▶ **What you will do**
What you return should be the complete data below, word for word, with no pictures in it.

Point localization data:
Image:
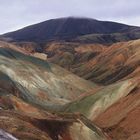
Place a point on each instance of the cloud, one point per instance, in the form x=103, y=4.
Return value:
x=19, y=13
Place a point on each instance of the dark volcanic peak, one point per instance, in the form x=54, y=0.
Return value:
x=67, y=28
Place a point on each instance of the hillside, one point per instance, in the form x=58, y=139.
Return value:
x=74, y=29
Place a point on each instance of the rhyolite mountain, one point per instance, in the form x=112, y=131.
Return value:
x=75, y=29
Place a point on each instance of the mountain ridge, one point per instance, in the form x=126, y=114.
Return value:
x=68, y=28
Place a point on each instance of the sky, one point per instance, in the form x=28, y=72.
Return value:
x=16, y=14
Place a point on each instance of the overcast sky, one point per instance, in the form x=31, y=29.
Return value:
x=15, y=14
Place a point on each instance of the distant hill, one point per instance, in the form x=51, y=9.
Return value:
x=75, y=29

▶ **Solution for this task**
Image:
Place a point on each instance of the cloud, one point per instance, in the form x=103, y=4.
Return value:
x=19, y=13
Place a point on each instance of the dark volcanic peak, one point per instance, in the form x=54, y=0.
Return value:
x=67, y=28
Place a point on each instance of the hillside, one point per instance, in the form x=58, y=139.
Return value:
x=74, y=29
Place a point on each instance of the rhyolite mountain, one point per instance, in the form x=112, y=131.
Return value:
x=75, y=29
Place a point on each instance of the mountain ridge, one point per instance, in the form x=126, y=114.
Return value:
x=68, y=28
Place a point on each instance of the sky, one point per instance, in the form x=28, y=72.
Return value:
x=16, y=14
Place a point on each instance of the overcast sky, one point per instance, in the form x=31, y=29.
Return value:
x=15, y=14
Place a point on each instance of the distant hill, one point per instance, in the form x=51, y=9.
Return value:
x=75, y=29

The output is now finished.